> [DESCRIPTION OF THE TASK] Which lines of the data below contain "plank"? Please show them all.

> [RECORDS PROVIDED]
* * *
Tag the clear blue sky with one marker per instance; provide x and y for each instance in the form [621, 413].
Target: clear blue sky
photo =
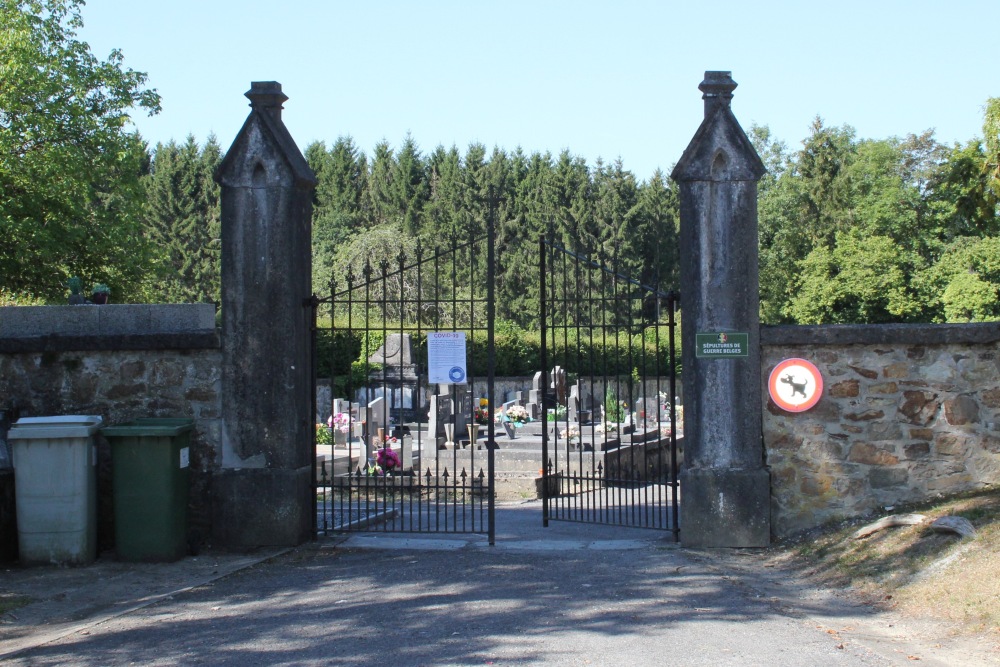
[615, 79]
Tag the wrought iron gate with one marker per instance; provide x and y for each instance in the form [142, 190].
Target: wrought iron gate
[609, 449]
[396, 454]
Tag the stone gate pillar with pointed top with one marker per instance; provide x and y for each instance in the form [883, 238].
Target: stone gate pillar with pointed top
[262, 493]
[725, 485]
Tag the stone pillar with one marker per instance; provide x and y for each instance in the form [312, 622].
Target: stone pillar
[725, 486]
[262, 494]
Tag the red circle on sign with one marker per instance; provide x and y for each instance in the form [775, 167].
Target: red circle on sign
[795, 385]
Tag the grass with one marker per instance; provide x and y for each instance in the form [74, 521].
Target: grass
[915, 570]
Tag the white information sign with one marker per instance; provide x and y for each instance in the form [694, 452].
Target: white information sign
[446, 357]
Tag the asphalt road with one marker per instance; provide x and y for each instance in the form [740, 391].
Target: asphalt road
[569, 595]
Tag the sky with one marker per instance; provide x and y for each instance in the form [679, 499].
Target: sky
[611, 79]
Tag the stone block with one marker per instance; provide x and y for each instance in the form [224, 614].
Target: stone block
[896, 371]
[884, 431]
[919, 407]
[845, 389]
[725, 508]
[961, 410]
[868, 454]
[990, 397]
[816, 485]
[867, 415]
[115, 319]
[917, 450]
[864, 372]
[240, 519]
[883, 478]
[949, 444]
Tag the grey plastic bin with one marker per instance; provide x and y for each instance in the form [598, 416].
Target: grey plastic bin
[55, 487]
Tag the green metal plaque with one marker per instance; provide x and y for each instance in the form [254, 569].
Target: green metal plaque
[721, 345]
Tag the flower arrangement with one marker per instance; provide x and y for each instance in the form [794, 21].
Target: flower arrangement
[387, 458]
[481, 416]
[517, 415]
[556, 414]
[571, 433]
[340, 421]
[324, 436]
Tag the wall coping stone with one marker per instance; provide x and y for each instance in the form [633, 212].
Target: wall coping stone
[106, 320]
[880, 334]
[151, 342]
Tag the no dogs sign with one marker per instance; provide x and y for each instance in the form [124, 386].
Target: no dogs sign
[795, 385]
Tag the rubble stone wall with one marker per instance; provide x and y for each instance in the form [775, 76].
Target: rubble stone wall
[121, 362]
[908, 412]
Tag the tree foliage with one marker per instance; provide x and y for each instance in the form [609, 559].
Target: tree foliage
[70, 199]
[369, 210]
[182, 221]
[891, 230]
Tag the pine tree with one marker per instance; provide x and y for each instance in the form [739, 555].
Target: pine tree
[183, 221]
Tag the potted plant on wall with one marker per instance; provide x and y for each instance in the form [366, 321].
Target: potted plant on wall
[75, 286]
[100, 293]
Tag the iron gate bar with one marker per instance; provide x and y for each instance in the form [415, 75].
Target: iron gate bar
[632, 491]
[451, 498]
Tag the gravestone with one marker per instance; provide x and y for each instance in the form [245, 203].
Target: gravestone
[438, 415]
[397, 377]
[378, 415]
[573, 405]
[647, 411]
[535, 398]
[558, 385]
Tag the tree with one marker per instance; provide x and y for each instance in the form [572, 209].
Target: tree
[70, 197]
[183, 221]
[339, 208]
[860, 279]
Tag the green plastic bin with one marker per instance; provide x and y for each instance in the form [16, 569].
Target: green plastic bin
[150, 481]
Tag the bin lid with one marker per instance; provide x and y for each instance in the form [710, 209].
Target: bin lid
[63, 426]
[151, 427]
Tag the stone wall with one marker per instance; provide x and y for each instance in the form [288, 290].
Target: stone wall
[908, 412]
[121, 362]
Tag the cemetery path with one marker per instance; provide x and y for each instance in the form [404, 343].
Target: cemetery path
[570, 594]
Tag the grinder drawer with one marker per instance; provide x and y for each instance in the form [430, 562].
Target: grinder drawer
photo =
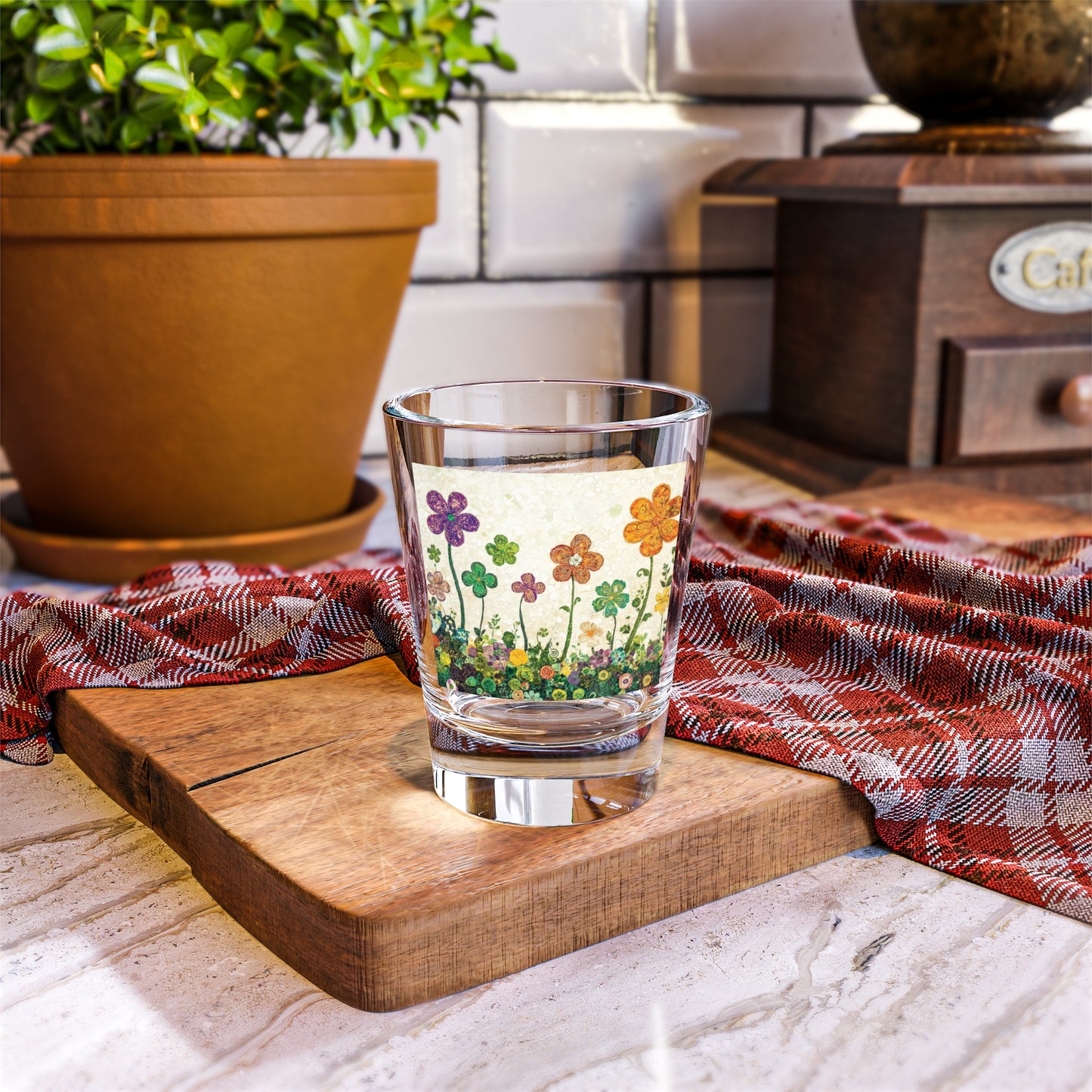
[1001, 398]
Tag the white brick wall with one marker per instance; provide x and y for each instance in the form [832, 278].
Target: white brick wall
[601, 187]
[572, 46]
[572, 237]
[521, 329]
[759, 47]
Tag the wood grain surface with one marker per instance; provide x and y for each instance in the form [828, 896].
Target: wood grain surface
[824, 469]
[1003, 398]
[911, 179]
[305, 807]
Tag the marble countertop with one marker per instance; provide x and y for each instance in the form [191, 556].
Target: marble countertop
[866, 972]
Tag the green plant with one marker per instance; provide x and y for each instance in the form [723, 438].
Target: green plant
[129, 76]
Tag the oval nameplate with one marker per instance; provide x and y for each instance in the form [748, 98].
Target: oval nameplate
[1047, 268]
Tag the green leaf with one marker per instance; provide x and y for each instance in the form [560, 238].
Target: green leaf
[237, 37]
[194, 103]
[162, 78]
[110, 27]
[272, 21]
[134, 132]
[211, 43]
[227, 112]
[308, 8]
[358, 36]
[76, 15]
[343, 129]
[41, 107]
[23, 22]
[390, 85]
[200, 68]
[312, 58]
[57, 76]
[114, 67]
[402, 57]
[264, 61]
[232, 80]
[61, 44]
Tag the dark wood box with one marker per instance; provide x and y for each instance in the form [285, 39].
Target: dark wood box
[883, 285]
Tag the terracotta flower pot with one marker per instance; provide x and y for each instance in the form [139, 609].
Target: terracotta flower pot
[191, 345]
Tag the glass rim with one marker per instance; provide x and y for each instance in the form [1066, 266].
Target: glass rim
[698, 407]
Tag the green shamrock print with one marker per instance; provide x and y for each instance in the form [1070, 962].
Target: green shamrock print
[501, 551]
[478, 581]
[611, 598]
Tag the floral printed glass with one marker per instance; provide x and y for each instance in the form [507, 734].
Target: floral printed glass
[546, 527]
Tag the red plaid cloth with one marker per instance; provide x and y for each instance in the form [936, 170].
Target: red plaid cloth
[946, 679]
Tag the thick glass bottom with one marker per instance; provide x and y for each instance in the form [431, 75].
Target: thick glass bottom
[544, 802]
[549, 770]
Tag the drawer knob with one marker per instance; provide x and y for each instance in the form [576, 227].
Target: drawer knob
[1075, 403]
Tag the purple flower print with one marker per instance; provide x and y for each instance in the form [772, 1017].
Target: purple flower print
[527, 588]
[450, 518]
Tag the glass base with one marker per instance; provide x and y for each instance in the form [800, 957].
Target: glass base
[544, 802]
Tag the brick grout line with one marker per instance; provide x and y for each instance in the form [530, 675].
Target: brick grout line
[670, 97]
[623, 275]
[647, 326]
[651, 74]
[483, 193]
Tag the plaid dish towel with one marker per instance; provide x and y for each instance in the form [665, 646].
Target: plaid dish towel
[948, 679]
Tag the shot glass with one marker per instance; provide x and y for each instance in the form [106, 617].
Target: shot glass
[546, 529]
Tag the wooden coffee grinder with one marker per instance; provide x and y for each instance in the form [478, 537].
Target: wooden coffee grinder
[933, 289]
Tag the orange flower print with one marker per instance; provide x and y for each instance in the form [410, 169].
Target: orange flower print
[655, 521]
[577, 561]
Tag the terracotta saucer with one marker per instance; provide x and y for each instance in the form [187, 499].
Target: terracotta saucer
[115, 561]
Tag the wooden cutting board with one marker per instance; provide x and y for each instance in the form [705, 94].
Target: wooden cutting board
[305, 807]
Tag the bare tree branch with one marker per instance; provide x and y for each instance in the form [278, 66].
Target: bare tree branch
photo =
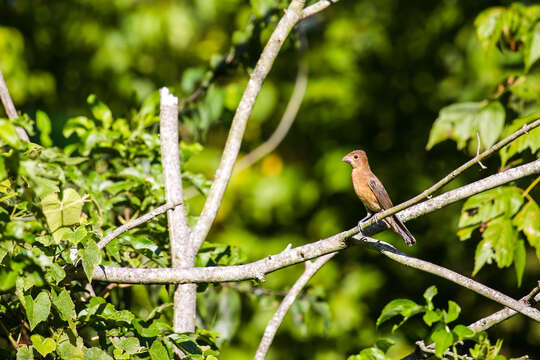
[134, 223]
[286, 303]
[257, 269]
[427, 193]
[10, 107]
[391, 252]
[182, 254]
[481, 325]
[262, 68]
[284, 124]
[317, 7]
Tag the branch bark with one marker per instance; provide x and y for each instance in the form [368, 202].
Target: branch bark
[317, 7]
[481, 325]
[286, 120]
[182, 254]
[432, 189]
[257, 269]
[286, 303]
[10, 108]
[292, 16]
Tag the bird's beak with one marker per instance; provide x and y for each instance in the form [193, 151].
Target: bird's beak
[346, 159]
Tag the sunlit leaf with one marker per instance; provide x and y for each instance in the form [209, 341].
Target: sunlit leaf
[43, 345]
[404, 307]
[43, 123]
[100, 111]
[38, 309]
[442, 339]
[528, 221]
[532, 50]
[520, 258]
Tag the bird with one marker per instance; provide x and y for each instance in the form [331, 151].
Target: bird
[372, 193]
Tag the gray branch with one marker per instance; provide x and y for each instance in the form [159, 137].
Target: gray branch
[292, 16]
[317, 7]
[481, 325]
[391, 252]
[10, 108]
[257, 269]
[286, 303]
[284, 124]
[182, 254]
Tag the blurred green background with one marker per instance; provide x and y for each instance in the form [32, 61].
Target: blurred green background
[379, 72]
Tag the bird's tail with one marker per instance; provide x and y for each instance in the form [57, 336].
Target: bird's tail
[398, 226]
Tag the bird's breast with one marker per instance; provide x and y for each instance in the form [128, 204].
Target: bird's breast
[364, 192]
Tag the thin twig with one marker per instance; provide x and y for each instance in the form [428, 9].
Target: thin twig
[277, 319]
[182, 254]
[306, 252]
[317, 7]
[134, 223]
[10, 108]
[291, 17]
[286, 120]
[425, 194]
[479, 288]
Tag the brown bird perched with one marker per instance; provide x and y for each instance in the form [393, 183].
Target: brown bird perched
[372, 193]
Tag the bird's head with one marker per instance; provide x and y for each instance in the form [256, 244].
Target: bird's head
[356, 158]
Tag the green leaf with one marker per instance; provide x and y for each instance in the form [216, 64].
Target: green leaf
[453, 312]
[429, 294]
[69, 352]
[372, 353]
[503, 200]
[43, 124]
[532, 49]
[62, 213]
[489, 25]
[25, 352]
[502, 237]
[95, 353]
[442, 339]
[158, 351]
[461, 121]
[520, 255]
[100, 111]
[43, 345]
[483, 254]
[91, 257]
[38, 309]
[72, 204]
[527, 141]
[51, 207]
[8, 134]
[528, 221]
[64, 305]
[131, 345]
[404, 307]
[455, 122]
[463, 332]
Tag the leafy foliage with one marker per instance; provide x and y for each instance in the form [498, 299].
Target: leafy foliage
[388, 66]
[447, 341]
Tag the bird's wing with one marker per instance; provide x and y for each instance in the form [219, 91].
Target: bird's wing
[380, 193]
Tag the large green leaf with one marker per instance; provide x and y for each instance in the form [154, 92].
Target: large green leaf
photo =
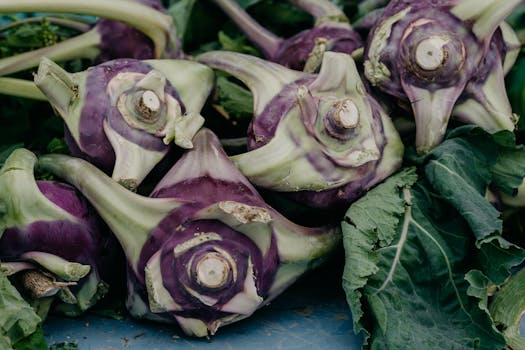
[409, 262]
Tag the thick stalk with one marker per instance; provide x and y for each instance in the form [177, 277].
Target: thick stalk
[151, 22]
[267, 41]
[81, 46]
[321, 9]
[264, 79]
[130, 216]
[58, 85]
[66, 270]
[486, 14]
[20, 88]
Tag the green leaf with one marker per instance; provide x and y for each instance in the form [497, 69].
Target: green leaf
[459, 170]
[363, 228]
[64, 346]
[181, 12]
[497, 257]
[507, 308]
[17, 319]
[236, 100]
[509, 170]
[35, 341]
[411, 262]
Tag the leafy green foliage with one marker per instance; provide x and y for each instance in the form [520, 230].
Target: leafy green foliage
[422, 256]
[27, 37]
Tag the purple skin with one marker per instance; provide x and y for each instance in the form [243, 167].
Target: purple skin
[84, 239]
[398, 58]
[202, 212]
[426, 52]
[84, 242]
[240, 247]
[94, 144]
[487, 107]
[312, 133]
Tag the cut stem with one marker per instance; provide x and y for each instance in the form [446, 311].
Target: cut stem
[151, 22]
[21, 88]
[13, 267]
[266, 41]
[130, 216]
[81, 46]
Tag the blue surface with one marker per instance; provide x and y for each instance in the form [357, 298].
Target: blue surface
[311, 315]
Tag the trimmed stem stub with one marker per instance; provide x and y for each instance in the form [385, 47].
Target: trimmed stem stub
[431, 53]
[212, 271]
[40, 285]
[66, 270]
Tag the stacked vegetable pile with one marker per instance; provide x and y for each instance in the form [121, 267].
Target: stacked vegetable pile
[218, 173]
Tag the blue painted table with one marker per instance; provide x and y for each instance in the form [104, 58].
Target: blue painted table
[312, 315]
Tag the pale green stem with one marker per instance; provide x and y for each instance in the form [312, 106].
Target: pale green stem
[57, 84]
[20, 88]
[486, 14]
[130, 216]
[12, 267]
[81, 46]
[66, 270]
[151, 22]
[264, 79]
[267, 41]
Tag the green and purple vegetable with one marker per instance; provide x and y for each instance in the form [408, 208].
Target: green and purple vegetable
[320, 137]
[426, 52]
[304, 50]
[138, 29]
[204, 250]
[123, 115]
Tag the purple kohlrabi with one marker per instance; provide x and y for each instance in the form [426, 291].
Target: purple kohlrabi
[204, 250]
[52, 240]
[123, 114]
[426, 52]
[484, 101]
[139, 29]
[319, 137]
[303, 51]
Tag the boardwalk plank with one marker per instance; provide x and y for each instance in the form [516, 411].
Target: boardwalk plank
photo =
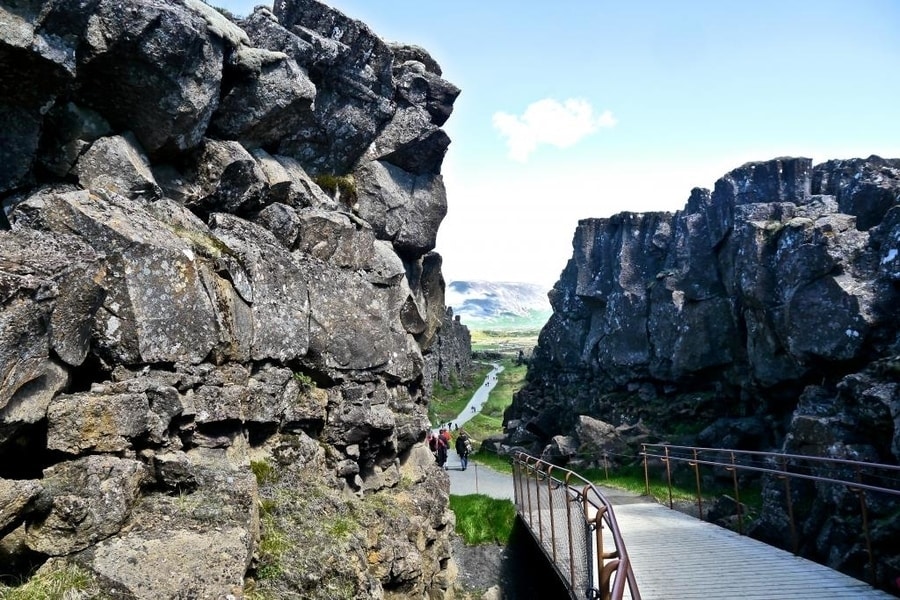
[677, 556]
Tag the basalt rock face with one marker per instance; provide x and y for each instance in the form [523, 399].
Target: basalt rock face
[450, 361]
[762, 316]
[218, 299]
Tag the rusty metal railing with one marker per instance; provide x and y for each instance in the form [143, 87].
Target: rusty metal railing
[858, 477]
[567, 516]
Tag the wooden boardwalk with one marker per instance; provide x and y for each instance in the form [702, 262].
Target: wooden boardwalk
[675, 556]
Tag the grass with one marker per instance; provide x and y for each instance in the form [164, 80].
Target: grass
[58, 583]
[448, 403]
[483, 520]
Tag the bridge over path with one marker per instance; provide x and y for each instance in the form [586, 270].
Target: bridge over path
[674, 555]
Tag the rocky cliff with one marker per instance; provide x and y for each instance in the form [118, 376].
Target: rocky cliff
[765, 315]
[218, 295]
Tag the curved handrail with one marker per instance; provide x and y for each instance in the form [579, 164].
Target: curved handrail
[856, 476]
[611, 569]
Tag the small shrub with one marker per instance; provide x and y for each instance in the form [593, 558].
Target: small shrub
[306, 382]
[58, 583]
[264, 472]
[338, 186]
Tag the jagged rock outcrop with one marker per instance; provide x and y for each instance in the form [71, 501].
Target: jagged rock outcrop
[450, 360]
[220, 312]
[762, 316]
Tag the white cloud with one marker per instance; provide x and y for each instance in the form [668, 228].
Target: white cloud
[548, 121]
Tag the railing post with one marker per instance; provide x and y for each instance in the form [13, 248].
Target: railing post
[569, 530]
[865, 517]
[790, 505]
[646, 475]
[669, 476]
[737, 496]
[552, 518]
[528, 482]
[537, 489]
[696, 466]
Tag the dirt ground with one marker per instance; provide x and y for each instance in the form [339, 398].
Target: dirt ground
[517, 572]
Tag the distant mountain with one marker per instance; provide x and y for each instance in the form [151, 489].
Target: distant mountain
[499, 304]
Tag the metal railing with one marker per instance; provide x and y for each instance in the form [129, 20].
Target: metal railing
* * *
> [ANSWER BELOW]
Tag the boardwalk plank with one marker per instance; provide x and y for each instance in the form [516, 411].
Target: boardwalk plank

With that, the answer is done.